---------- Data shown ----------
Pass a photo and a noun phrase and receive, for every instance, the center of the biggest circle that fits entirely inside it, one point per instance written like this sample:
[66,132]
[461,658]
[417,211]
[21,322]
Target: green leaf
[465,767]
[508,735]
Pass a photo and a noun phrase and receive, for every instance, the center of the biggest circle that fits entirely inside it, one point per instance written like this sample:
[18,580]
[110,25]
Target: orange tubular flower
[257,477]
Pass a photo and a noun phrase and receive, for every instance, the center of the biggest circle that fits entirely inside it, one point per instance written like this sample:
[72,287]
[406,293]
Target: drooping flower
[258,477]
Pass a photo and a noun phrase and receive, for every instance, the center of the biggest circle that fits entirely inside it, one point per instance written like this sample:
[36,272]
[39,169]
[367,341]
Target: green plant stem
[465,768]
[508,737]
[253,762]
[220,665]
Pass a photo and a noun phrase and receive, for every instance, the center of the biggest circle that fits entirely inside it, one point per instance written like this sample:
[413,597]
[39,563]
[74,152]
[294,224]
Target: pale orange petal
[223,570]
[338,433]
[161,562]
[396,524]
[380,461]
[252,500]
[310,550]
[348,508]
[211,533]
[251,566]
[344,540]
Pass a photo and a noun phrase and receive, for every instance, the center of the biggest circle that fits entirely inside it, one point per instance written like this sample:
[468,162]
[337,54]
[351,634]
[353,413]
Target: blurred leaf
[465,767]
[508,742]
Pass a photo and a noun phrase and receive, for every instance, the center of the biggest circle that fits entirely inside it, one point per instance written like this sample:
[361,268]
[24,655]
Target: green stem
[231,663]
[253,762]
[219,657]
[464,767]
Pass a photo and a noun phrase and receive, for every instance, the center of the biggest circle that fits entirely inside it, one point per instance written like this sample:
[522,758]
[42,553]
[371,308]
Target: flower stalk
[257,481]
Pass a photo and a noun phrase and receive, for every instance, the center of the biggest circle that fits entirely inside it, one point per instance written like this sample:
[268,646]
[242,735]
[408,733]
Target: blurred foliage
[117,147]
----------
### Exercise instructions
Once more, set down the full listing, verbatim.

### Full response
Pass a photo and a noun phrase and receive, for every instance, the center of the biggest circle that fits entirely inside it, one point per instance written like this sample:
[66,132]
[461,658]
[417,211]
[21,322]
Target: green leaf
[465,767]
[508,735]
Pass a photo and a noun phrase and receive, for every instance, the center of the biggest circle that fits entirely inside it, one point per instance written like this sample:
[18,580]
[110,25]
Target: orange tubular flower
[257,477]
Pass a photo and a noun phrase and receive, for every instance, the center of the biggest circle that fits entirely inside it, one point per instance written like this sample:
[72,287]
[406,293]
Target: drooping flower
[258,477]
Pass a photo and a noun phrase and receive, for every instance, the center of the biggest circle that fits entirely inside it, one point per instance written like this sample:
[36,272]
[39,169]
[367,341]
Target: green plant stem
[465,768]
[508,737]
[253,762]
[220,665]
Pass a photo and a noun phrase and receive, for every instance, the center of the biggest circle that fits entirely inside it, one point per instance written like this sample:
[413,597]
[39,563]
[74,152]
[294,224]
Target: pale orange petal
[223,570]
[338,433]
[161,562]
[396,524]
[380,461]
[252,500]
[310,550]
[348,508]
[211,533]
[251,566]
[344,540]
Pass a photo and a noun phrase and receive, for every instance, the center of the biggest circle that fits entirely inside it, one point per instance written like this sample:
[468,162]
[337,54]
[351,634]
[353,413]
Target: blurred leaf
[465,767]
[508,742]
Pass a photo and a noun phrase and receive, for every instance, the center of the biggest circle that fits entirely inside it, one point per instance written like this sample:
[361,268]
[24,655]
Target: green stem
[231,663]
[253,762]
[219,657]
[464,767]
Pass a photo and a noun phrase and receive, for every instance, the center of the biggest circle that fits entirely inside it, one point per instance written like this sample:
[522,758]
[42,553]
[371,308]
Target: flower stalk
[257,481]
Pass a photo and a noun phrase and receive, for every instance, the center of the biggest circle that fits entirely inside it, one point per instance written like this sample:
[268,646]
[242,735]
[408,733]
Target: blurred foliage
[117,147]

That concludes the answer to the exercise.